Die Anwohnerin Petra Schlenker zeigt in ihrer Einfahrt in der Kolbstraße auf Stellen, wo Festbesucher hingepinkelt haben. Foto: Tilman Baur

Nach den Festnächten stinken die Hinterhöfe wie Pissoirs. Die Besucher des hippen Festes benehmen sich mitunter daneben, auch den Anwohnern gegenüber.

S-Süd - Am vergangenen Freitagabend schlüpfte Petra Schlenker in die ungewohnte Rolle einer Kontrolleurin. Im Zehn-Minuten-Takt wankten Gruppen angetrunkener Männer vom Marienplatzfest in die nahegelegene Kolbstraße, wo Schlenker wohnt, um in einem der Hinterhöfe ihre volle Blase zu leeren. Zusammen mit einem Nachbarn konfrontierte sie die Männer.

„Du lässt die Hose hier nicht runter, du pinkelst hier nicht ans Haus!“, habe sie gesagt. Die Ausreden fielen dann wenig kreativ aus: „Ich habe halt Druck“, habe einer geantwortet. Ein anderer gab zu Protokoll, er müsse telefonieren – dabei hatte er gar kein Handy in der Hand. Ein Dritter wurde unverschämt: „Ihr seid Städter, ihr müsst das aushalten!“, habe er erwidert. Schlenker sieht das anders: „Man kann sich auch benehmen“, findet sie. Zumal sich während des Fests entlang der Tübinger Straße eine ganze Armada an Dixi-Klos aufreihte. Dass sich die Festbesucher stattdessen lieber auf den Privatgrundstücken erleichterten, kann die kaufmännische Angestellte nicht verstehen. Auch später in der Nacht torkelten immer wieder Leute in die Hinterhöfe, auch in ihren. „Am Morgen danach hat es gestunken wie in einem Pissoir“, so die 56-jährige, die seit 20 Jahren in der Kolbstraße wohnt und einen Trend beobachtet: „Generell haben das Müllaufkommen und der Vandalismus zugenommen. Was das Fest betrifft, war das Ausmaß mit dem Pinkeln dieses Jahr extrem.“

Keine Spur von Umweltbewusstsein

Das bestätigt ihre Nachbarin Tabea Fritz. Der Uringeruch am Morgen vermiese einem das Leben in der Stadt, sagt sie. Es sei sehr schade, dass das Marienplatzfest durch den Müll und das Wildpinkeln an Attraktivität für die Anwohner verliere. „Dadurch verlieren die Anwohner die Toleranz gegenüber den Feierlichkeiten, was schade ist, aber verständlich“, so Tabea Fritz. Vom neu gewonnenen gesellschaftlichen Umweltbewusstsein – Stichwort: Fridays for Future – merke man auf der Straße jedenfalls nichts.

# AUFGABEN
a: Wie lässt sich der Absatz aus dem Artikel zum Marienplatzfest, der mit „Das bestätigt ihre Nachbarin Tabea Fritz“ beginnt, in zwei Sätzen zusammenfassen, ohne dass seine wichtigsten Aussagen verloren gehen?
b: Setze den Artikel zum Marienplatzfest im Anschluss an seinen letzten Satz fort.

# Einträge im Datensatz
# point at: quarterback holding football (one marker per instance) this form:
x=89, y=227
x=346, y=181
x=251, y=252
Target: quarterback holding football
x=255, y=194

# LÖSUNGEN
a: Die Nachbarin Tabea Fritz bestätigt das: Der morgendliche Uringeruch vermiese das Leben in der Stadt, und durch Müll und Wildpinkeln verliere das Marienplatzfest an Attraktivität für die Anwohner, die deshalb verständlicherweise die Toleranz gegenüber den Feierlichkeiten verlören. Vom neu gewonnenen gesellschaftlichen Umweltbewusstsein, Stichwort Fridays for Future, merke man auf der Straße nichts.

b:
Allein das Wort „Umweltbewusstsein“ muss in den Ohren von Sybille Kurz klingen wie blanker Hohn. In der Tübinger Straße betreibt sie einen Second-Hand-Laden. Ihre Aufzählung der Gegenstände, die sich in nur einer Marienplatz-Nacht vor ihrem Laden ansammelten, spricht für sich: drei leere Schnapsflaschen, eine zerschlagene Bierflasche, die ganze Fensterbank voller Teelichter, Zigarettenkippen und ein verschmutztes Schaufenster obendrein. Eine „Riesensauerei“ sei das, urteilt Kurz. Petra Schlenker fordert vom Veranstalter, die Toiletten besser auszuschildern, und die Zugänge zu den Örtlichkeiten zu beleuchten. „Vielleicht sollte man auch einfach mal darauf hinweisen, dass hier Menschen leben“, so Schlenker.

Den Veranstaltern ist das selbst peinlich

Die Macher des Fests nehmen die Beschwerden der Anwohner ernst. „Wenn so etwas passiert, ist uns das selbst peinlich“, sagt Peter Streibel, einer der Veranstalter. Er gibt zu, vom großen Besucherandrang etwas überrascht worden zu sein. Die Anzahl der Toiletten sei indes seit Jahren gleichbleibend groß: allein entlang der Tübinger Straße hätten 20 Dixi-Klos gestanden, dazu kamen ein fest installiertes Toilettenhäuschen auf dem Marienplatz, Urinale, Behindertentoiletten und weitere Dixis hinter der Bühne.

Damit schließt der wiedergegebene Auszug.